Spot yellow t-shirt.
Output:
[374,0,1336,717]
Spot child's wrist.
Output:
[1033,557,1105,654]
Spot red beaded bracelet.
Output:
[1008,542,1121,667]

------------------------------

EXERCISE → Present these entries as a numbered list, leaving out the blank lines.

OUTPUT OF THE TASK →
1. Spot yellow t-shirt.
2. Output:
3. [374,0,1336,717]
4. Spot child's wrist.
5. Output:
6. [1033,557,1105,654]
7. Spot red beaded bracelet.
8. Output:
9. [1008,542,1121,667]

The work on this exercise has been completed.